** START OF Source material **

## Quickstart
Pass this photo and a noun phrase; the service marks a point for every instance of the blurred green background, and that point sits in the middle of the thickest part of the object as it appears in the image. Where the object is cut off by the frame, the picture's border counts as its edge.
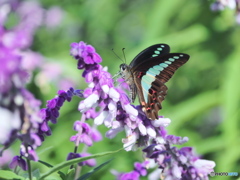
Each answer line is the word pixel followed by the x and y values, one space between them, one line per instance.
pixel 204 95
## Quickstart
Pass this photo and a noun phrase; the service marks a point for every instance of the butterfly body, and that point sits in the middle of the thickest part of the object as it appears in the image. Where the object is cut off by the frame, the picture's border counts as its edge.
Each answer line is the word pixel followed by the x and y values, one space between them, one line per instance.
pixel 147 74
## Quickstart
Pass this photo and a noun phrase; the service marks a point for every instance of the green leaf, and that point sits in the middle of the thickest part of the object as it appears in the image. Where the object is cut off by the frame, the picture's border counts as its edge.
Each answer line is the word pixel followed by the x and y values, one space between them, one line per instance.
pixel 36 173
pixel 5 175
pixel 74 161
pixel 87 175
pixel 62 175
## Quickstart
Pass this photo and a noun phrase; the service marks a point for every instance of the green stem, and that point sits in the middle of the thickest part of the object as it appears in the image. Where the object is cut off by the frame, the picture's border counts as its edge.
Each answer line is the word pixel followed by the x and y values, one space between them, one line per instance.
pixel 29 169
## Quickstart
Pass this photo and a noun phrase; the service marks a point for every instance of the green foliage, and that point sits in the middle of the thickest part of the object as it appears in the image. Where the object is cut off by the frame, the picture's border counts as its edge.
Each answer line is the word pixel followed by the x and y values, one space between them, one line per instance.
pixel 203 100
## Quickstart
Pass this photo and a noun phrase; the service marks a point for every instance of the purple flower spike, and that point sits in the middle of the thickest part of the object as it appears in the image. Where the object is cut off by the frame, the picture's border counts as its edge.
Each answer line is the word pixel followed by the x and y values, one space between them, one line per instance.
pixel 74 156
pixel 85 54
pixel 18 161
pixel 111 106
pixel 89 162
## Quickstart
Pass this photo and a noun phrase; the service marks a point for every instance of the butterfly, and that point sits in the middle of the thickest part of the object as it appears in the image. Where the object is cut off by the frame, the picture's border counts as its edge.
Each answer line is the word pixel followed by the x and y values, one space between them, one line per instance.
pixel 147 74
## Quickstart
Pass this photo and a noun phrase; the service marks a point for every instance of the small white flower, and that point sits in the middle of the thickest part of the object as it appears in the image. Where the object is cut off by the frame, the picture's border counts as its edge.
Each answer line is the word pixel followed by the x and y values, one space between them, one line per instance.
pixel 142 129
pixel 100 118
pixel 151 132
pixel 161 122
pixel 114 94
pixel 105 88
pixel 88 102
pixel 131 110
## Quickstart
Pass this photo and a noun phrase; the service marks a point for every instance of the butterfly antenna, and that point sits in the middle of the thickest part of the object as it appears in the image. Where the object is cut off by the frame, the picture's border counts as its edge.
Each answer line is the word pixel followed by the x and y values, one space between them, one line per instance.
pixel 124 55
pixel 117 55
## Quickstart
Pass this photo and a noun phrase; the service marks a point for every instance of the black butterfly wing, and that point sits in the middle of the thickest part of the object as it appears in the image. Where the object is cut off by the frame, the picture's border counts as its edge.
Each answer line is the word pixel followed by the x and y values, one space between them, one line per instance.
pixel 150 76
pixel 150 52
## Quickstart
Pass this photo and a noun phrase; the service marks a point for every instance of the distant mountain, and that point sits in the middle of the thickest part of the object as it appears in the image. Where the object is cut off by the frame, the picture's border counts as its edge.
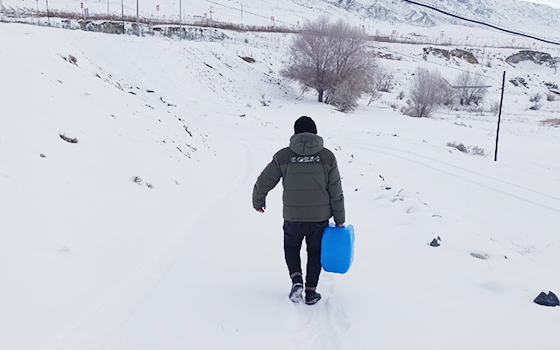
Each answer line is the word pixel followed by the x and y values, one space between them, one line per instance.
pixel 528 17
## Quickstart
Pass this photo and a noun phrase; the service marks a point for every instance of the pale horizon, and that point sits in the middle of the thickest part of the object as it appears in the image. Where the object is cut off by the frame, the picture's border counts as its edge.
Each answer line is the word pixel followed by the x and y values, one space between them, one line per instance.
pixel 551 3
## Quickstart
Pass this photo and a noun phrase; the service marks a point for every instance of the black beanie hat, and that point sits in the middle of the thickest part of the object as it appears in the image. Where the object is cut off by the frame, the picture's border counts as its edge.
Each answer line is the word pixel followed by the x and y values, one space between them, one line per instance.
pixel 305 124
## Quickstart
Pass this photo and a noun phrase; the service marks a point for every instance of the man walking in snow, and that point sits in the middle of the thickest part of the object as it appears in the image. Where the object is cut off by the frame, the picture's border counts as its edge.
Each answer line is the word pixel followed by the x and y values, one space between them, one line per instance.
pixel 312 195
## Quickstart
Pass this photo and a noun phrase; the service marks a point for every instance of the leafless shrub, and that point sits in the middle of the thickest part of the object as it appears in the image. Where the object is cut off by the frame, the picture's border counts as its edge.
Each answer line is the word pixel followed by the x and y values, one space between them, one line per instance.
pixel 264 101
pixel 68 139
pixel 425 93
pixel 248 59
pixel 458 146
pixel 471 88
pixel 494 107
pixel 381 81
pixel 384 80
pixel 536 106
pixel 344 96
pixel 554 122
pixel 448 94
pixel 551 97
pixel 535 97
pixel 326 57
pixel 477 151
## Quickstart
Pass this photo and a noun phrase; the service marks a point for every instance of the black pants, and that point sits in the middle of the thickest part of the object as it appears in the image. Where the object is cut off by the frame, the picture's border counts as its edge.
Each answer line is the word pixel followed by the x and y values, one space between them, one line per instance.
pixel 294 232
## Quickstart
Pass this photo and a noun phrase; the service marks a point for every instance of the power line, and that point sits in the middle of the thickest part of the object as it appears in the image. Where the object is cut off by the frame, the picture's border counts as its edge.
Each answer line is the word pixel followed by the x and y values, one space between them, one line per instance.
pixel 482 23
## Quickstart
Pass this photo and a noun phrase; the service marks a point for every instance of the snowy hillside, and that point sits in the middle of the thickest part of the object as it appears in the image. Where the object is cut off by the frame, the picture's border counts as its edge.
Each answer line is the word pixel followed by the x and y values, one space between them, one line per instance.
pixel 139 233
pixel 521 16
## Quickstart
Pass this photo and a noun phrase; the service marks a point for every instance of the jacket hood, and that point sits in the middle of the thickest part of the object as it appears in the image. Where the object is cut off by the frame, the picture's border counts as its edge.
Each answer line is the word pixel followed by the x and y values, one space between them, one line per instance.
pixel 306 144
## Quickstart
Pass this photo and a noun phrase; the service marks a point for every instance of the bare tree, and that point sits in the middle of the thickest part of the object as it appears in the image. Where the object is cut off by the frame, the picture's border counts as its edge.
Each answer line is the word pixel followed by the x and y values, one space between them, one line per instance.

** END OF Source material **

● **What you will do**: Render every line of the records above as a numbered list, omitting blank lines and leaving out the pictures.

● **Solution for this problem**:
1. ## Quickstart
2. Pass this photo and a noun phrase; the service marks a point for every instance of the blurred green background, and that point sits in the middle of the thickest part of the object as it appears in the image. Where the object is cut off by the frame, the picture's border counts as its edge.
3. Each answer line is the word pixel followed by the x and y values, one space between them, one line per instance.
4. pixel 204 95
5. ## Quickstart
6. Pass this photo and a noun phrase; the service marks a point for every instance of the butterfly body, and that point sits in the middle of the thickest part of the object as it appears in the image. Where the object is cut off by the frame, the picture's border counts as its edge.
7. Each answer line is the word pixel followed by the x and y values, one space between them, one line per instance.
8. pixel 147 74
9. ## Quickstart
10. Pass this photo and a noun phrase; the service marks a point for every instance of the green leaf, and that point sits in the middle of the thickest part of the object as it appears in the image. Where the object is cut off by the frame, the picture's border counts as its edge.
11. Each answer line is the word pixel followed by the x and y values, one space between them, one line per instance.
12. pixel 36 173
13. pixel 5 175
14. pixel 74 161
15. pixel 87 175
16. pixel 62 175
17. ## Quickstart
18. Pass this photo and a noun phrase; the service marks a point for every instance of the green stem, and that point sits in the middle of the thickest part of the object as it appears in the image. Where the object is cut off by the frame, the picture's border counts as its edge.
19. Each answer line is the word pixel followed by the x and y values, one space between them, one line per instance.
20. pixel 29 169
21. ## Quickstart
22. Pass this photo and a noun phrase; the service marks a point for every instance of the green foliage, and that point sits in the middle of the thickest part of the object as it appears in the image. Where the object is cut off by the frame, the picture's border counts as its edge.
23. Each answer line is the word pixel followed by the x and y values, one space between them, one line per instance.
24. pixel 203 100
25. ## Quickstart
26. Pass this photo and a noun phrase; the service marks a point for every instance of the purple flower spike, and that point sits in the middle of the thickest part of the object as it appears in the image. Where the object is cut off by the frame, the picture's border counts as its edge.
27. Each answer line is the word pixel followed by the x and y values, one space between them, one line per instance.
28. pixel 74 156
29. pixel 85 54
30. pixel 18 161
31. pixel 111 106
32. pixel 89 162
33. ## Quickstart
34. Pass this photo and a noun phrase; the service marks a point for every instance of the butterfly, and that point sits in the middle of the thickest part of the object as it appears in the image. Where the object is cut off by the frame, the picture's border counts as its edge.
35. Each answer line is the word pixel followed by the x and y values, one space between them, one line per instance.
36. pixel 147 74
37. ## Quickstart
38. Pass this photo and a noun phrase; the service marks a point for every instance of the small white flower, and that point sits in the middle of the thickest part of the object as it appears in the image. Where the object is cut off by the frame, the picture's border counts as its edge.
39. Each answer line is the word pixel followed by the x and y values, one space between them, one line per instance.
40. pixel 142 129
41. pixel 100 118
42. pixel 151 132
43. pixel 161 122
44. pixel 114 94
45. pixel 105 88
46. pixel 88 102
47. pixel 131 110
48. ## Quickstart
49. Pass this photo and a noun phrase; the service marks a point for every instance of the butterfly antenna, and that point sits in the middle of the thickest part of the object as it appears in the image. Where the object is cut off by the frame, the picture's border counts as its edge.
50. Each answer line is the word pixel followed by the x and y values, one space between them, one line per instance.
51. pixel 124 55
52. pixel 117 55
53. ## Quickstart
54. Pass this photo and a noun phrase; the service marks a point for every instance of the black butterfly wing, and that point sits in the middle of the thickest part of the object as it appears in the image. Where the object is cut off by the frame, the picture's border counts as its edge.
55. Each answer line is the word pixel followed by the x and y values, one space between them, one line per instance.
56. pixel 150 76
57. pixel 150 52
58. ## Quickstart
59. Pass this photo and a noun phrase; the service marks a point for every instance of the distant mountain, and that point sits in the middle of the thickest part of the object as it appears in the image. Where the object is cut off by the frame, the picture's border counts as its edge.
60. Each answer line is the word pixel followed by the x and y values, one space between them, one line per instance.
61. pixel 528 17
62. ## Quickstart
63. Pass this photo and a noun phrase; the service marks a point for every instance of the pale horizon, and that point sits in the middle of the thickest part of the object as it appears in the image. Where the object is cut off by the frame, the picture's border counts as its edge.
64. Each answer line is the word pixel followed by the x and y values, one space between them, one line per instance.
65. pixel 551 3
66. ## Quickstart
67. Pass this photo and a noun phrase; the service marks a point for every instance of the black beanie hat, and that point sits in the middle of the thickest part of the object as it appears in the image. Where the object is cut off by the frame, the picture's border counts as its edge.
68. Each answer line is the word pixel followed by the x and y values, one space between them, one line per instance.
69. pixel 305 124
70. ## Quickstart
71. Pass this photo and a noun phrase; the service marks a point for every instance of the man walking in snow, and that point sits in the middle of the thickest part of the object as it appears in the image. Where the object is cut off by the frame, the picture's border counts as its edge.
72. Each answer line is the word pixel followed by the x and y values, one space between them, one line per instance.
73. pixel 312 195
74. ## Quickstart
75. Pass this photo and a noun phrase; the service marks a point for every instance of the leafless shrub, and that point sits in the middle of the thickest part of the object as it appears in the image. Where the object is cut off by the frame, the picture's border counts as its edge.
76. Each answer line is the word pixel followed by the x and y values, one space between them, one line per instance.
77. pixel 264 101
78. pixel 68 139
79. pixel 425 93
80. pixel 248 59
81. pixel 458 146
82. pixel 471 88
83. pixel 494 107
84. pixel 381 81
85. pixel 384 80
86. pixel 536 106
87. pixel 344 96
88. pixel 554 122
89. pixel 448 94
90. pixel 551 97
91. pixel 535 97
92. pixel 326 57
93. pixel 477 151
94. ## Quickstart
95. Pass this photo and a noun phrase; the service marks a point for every instance of the black pants, and that point sits in the middle of the thickest part of the object as it appears in the image. Where the object is cut off by the frame, the picture's border counts as its edge.
96. Each answer line is the word pixel followed by the x and y values, one space between them, one line per instance.
97. pixel 294 232
98. ## Quickstart
99. Pass this photo and a noun phrase; the service marks a point for every instance of the power line, and that point sits in the middle of the thickest part of the object as it appears in the image. Where the object is cut off by the frame, the picture's border counts as its edge.
100. Each answer line is the word pixel followed by the x and y values, one space between them, one line per instance.
101. pixel 482 23
102. ## Quickstart
103. Pass this photo and a noun phrase; the service marks a point for every instance of the snowy hillside, and that point sits in the middle of the thickest part of the object as it appears in the image. Where the object is cut off by the frame, the picture's border counts as its edge.
104. Each answer line is the word pixel followed by the x and y values, one space between them, one line per instance.
105. pixel 139 233
106. pixel 521 16
107. ## Quickstart
108. Pass this photo and a noun phrase; the service marks a point for every instance of the jacket hood, and that point sits in the middle of the thickest part of the object as it appears in the image. Where the object is cut off by the frame, the picture's border counts as its edge.
109. Each answer line is the word pixel followed by the x and y values, one space between them, one line per instance.
110. pixel 306 144
111. ## Quickstart
112. Pass this photo and a noun phrase; the service marks a point for every instance of the bare tree, and that point sits in the middle of the thickest part of the object as it appears in the image. Where the object is cut off by the frame, the picture's border counts as its edge.
113. Each answer line is the word pixel followed by the x and y values, one space between them, one line per instance.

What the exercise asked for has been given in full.